__WHAT YOU NEED TO DO__
Select every line in the entries below that contains the string "shell", and copy each such line.

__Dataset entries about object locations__
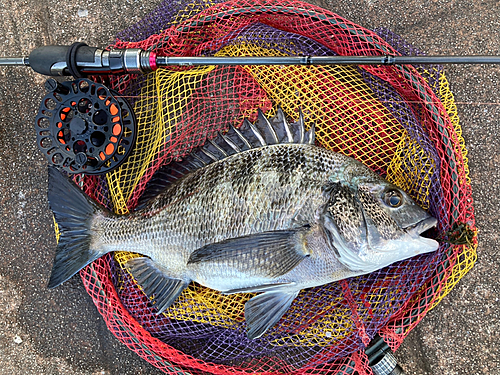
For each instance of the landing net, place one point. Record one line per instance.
(401, 121)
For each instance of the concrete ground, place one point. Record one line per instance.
(60, 332)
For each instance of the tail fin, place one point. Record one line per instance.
(73, 212)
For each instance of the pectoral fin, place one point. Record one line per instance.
(155, 282)
(265, 310)
(269, 254)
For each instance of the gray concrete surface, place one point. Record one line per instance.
(60, 332)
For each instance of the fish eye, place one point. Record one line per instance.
(393, 198)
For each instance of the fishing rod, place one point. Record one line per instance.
(79, 60)
(82, 126)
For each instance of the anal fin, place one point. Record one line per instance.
(265, 310)
(155, 283)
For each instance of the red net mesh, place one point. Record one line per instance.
(398, 120)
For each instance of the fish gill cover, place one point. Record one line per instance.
(401, 121)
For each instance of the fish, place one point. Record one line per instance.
(260, 208)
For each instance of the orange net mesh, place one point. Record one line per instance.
(400, 121)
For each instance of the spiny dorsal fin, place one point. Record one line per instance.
(263, 133)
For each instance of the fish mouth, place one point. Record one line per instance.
(422, 226)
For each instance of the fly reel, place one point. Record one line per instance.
(83, 127)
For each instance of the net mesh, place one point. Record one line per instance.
(401, 121)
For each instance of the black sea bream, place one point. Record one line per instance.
(257, 209)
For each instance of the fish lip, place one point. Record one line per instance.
(422, 226)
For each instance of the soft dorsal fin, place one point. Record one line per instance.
(264, 132)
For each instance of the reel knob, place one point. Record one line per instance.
(83, 127)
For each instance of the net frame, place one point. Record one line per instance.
(429, 99)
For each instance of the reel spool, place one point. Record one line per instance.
(83, 127)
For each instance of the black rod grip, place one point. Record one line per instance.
(43, 59)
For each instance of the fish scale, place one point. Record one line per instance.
(246, 214)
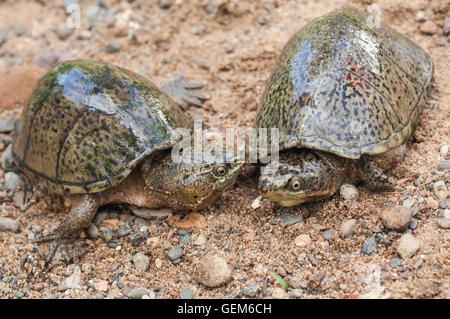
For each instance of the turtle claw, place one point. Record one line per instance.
(185, 93)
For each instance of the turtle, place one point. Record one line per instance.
(98, 134)
(345, 96)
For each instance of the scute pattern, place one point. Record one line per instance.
(343, 87)
(87, 125)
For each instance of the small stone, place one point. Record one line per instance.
(73, 280)
(397, 217)
(186, 294)
(12, 180)
(395, 262)
(303, 240)
(165, 4)
(211, 271)
(101, 286)
(420, 16)
(290, 219)
(429, 27)
(446, 28)
(6, 160)
(443, 222)
(348, 227)
(329, 234)
(369, 246)
(141, 262)
(63, 32)
(407, 246)
(440, 190)
(8, 224)
(251, 291)
(279, 293)
(137, 239)
(92, 232)
(112, 47)
(107, 235)
(413, 224)
(7, 125)
(444, 165)
(175, 253)
(349, 192)
(137, 293)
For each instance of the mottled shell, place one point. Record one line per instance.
(87, 125)
(345, 87)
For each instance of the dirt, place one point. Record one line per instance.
(232, 46)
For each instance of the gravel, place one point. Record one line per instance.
(174, 253)
(407, 246)
(349, 192)
(348, 227)
(290, 219)
(141, 262)
(7, 125)
(369, 246)
(12, 180)
(211, 271)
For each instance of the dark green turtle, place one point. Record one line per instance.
(101, 134)
(342, 93)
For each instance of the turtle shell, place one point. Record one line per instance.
(88, 124)
(345, 87)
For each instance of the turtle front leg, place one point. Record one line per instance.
(184, 93)
(373, 176)
(83, 211)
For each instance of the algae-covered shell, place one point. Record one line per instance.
(346, 87)
(88, 124)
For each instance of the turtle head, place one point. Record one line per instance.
(190, 183)
(300, 176)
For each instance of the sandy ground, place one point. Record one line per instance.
(232, 46)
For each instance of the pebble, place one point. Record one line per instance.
(446, 28)
(211, 271)
(303, 240)
(137, 239)
(395, 262)
(7, 125)
(397, 217)
(349, 192)
(429, 27)
(2, 37)
(12, 180)
(290, 219)
(112, 47)
(407, 246)
(279, 293)
(443, 223)
(369, 246)
(107, 235)
(251, 291)
(6, 160)
(186, 294)
(92, 232)
(444, 165)
(141, 262)
(348, 227)
(137, 293)
(440, 190)
(329, 234)
(73, 280)
(174, 253)
(9, 224)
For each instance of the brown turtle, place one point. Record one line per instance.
(344, 95)
(101, 134)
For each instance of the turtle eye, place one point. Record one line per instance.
(220, 170)
(295, 184)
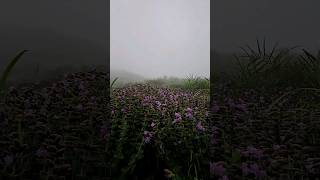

__RESULT OF THIS EXERCISE__
For each instance of the mottled shell, place one point. Record one line per instance.
For each instance of the turtle shell, place one point. Record one line per instance.
For each instance of the algae-covered shell, place one point. Record one line per instance.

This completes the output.